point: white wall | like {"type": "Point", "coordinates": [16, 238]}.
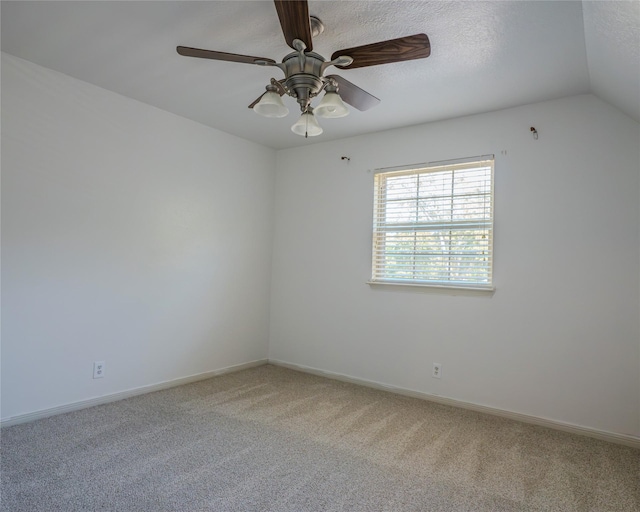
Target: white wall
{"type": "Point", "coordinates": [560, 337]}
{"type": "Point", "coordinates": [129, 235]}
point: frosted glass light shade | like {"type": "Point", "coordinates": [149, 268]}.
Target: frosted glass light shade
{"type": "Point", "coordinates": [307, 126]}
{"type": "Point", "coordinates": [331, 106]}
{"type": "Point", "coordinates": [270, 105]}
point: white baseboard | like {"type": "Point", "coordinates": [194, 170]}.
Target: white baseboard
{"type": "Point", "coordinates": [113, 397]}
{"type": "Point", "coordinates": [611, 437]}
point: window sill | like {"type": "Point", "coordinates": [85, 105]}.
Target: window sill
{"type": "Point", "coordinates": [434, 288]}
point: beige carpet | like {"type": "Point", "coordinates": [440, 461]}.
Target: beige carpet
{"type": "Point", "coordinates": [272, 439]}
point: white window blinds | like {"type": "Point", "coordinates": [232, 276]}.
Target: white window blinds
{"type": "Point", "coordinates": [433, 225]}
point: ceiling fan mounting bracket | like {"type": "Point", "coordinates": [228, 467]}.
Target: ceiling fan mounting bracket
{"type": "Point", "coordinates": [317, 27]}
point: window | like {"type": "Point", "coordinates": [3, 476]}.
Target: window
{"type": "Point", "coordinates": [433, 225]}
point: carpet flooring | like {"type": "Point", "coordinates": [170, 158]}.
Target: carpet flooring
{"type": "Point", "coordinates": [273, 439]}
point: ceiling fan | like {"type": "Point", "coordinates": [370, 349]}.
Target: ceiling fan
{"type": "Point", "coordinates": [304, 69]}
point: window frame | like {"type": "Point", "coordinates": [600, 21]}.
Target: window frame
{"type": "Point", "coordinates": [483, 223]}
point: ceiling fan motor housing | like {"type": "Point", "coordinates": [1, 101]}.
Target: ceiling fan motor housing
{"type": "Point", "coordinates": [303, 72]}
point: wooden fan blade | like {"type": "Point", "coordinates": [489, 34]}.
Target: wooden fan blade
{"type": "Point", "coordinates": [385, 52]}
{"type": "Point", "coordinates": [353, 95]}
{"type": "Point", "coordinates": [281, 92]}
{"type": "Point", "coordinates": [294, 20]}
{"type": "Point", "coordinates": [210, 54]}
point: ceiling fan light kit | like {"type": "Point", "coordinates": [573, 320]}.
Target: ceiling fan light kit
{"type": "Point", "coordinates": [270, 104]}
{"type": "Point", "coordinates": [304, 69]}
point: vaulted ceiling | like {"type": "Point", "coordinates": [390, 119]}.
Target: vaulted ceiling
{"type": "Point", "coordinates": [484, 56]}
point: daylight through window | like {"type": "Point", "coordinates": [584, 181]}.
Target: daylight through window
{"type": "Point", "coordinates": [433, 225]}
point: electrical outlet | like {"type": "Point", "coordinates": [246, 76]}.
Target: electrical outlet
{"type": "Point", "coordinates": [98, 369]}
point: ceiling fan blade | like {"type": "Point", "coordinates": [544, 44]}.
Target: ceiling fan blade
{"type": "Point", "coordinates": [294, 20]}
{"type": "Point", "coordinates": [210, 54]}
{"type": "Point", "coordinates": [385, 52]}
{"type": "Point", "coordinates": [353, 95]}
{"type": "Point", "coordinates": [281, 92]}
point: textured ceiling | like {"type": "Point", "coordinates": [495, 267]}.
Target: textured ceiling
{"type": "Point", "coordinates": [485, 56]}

What to do
Only the wording of the records is wanted: copy it all exactly and omit the pictures.

The completed task
point: white wall | like {"type": "Point", "coordinates": [16, 238]}.
Target: white wall
{"type": "Point", "coordinates": [560, 337]}
{"type": "Point", "coordinates": [129, 235]}
point: frosted glass light shade | like {"type": "Point", "coordinates": [149, 268]}.
Target: frosted glass light shade
{"type": "Point", "coordinates": [307, 126]}
{"type": "Point", "coordinates": [331, 106]}
{"type": "Point", "coordinates": [270, 105]}
point: white baseboard | like {"type": "Point", "coordinates": [194, 170]}.
Target: white baseboard
{"type": "Point", "coordinates": [113, 397]}
{"type": "Point", "coordinates": [611, 437]}
point: window sill | like {"type": "Point", "coordinates": [85, 105]}.
Target: window sill
{"type": "Point", "coordinates": [434, 288]}
point: beige carpet | like {"type": "Point", "coordinates": [440, 461]}.
Target: beige carpet
{"type": "Point", "coordinates": [272, 439]}
point: white window blinds | like {"type": "Point", "coordinates": [232, 276]}.
Target: white window blinds
{"type": "Point", "coordinates": [433, 225]}
point: ceiling fan mounting bracket | like {"type": "Point", "coordinates": [228, 467]}.
Target: ceiling fan mounting bracket
{"type": "Point", "coordinates": [317, 27]}
point: window | like {"type": "Point", "coordinates": [3, 476]}.
Target: window
{"type": "Point", "coordinates": [433, 225]}
point: carpet flooring | like {"type": "Point", "coordinates": [170, 158]}.
Target: carpet flooring
{"type": "Point", "coordinates": [273, 439]}
point: ceiling fan | like {"type": "Point", "coordinates": [370, 349]}.
Target: ceiling fan
{"type": "Point", "coordinates": [304, 69]}
point: window frame | like {"type": "Point", "coordinates": [600, 21]}.
Target: window frame
{"type": "Point", "coordinates": [483, 223]}
point: ceiling fan motor housing | like {"type": "Point", "coordinates": [1, 101]}.
Target: ceiling fan motor housing
{"type": "Point", "coordinates": [303, 72]}
point: wooden fan blade | like {"type": "Point", "coordinates": [489, 34]}.
Target: wooden fan blade
{"type": "Point", "coordinates": [385, 52]}
{"type": "Point", "coordinates": [353, 95]}
{"type": "Point", "coordinates": [281, 92]}
{"type": "Point", "coordinates": [294, 20]}
{"type": "Point", "coordinates": [210, 54]}
point: ceiling fan light kit | like {"type": "Point", "coordinates": [573, 320]}.
Target: ceiling fan light kit
{"type": "Point", "coordinates": [270, 104]}
{"type": "Point", "coordinates": [304, 69]}
point: vaulted ceiling | like {"type": "Point", "coordinates": [390, 119]}.
Target: vaulted ceiling
{"type": "Point", "coordinates": [484, 56]}
point: daylight through window | like {"type": "Point", "coordinates": [584, 181]}.
Target: daylight through window
{"type": "Point", "coordinates": [433, 225]}
point: electrical outlet | like {"type": "Point", "coordinates": [246, 76]}.
Target: electrical outlet
{"type": "Point", "coordinates": [98, 369]}
point: ceiling fan blade | like {"type": "Point", "coordinates": [544, 44]}.
Target: ceiling fan blade
{"type": "Point", "coordinates": [294, 20]}
{"type": "Point", "coordinates": [210, 54]}
{"type": "Point", "coordinates": [385, 52]}
{"type": "Point", "coordinates": [353, 95]}
{"type": "Point", "coordinates": [281, 92]}
point: textured ceiling | like {"type": "Point", "coordinates": [495, 267]}.
Target: textured ceiling
{"type": "Point", "coordinates": [485, 56]}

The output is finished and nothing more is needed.